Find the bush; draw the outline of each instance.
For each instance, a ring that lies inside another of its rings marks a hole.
-------
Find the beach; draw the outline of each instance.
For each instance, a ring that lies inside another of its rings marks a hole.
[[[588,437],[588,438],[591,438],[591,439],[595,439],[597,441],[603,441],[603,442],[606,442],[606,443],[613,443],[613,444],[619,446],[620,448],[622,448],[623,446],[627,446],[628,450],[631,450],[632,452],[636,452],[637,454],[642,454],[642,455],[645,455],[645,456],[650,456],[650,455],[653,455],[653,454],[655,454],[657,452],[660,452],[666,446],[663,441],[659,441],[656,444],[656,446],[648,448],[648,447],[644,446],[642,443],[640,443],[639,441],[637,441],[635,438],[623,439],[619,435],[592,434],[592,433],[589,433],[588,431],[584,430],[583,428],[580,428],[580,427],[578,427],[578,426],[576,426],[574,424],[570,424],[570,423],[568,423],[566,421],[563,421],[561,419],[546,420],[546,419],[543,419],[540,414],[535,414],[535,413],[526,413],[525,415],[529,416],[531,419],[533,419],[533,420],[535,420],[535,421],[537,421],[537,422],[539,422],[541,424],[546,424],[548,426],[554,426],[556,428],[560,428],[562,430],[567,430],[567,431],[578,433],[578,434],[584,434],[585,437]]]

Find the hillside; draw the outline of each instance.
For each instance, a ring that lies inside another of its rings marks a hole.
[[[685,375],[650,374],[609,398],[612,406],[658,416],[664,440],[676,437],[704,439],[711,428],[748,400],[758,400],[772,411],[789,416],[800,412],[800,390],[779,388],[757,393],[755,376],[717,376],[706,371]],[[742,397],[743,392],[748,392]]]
-------
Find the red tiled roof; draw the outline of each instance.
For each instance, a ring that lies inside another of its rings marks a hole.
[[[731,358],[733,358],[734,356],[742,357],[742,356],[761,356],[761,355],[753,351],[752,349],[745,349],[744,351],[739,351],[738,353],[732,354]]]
-------
### ASSIGNMENT
Using the records above, report each line that contains the word "Find" by copying it.

### RESPONSE TO THE EXERCISE
Find the bush; draw the outline of each instance.
Find the beach; draw the outline of each instance.
Find the hillside; draw the outline of each instance.
Find the red tiled roof; draw the outline of each instance.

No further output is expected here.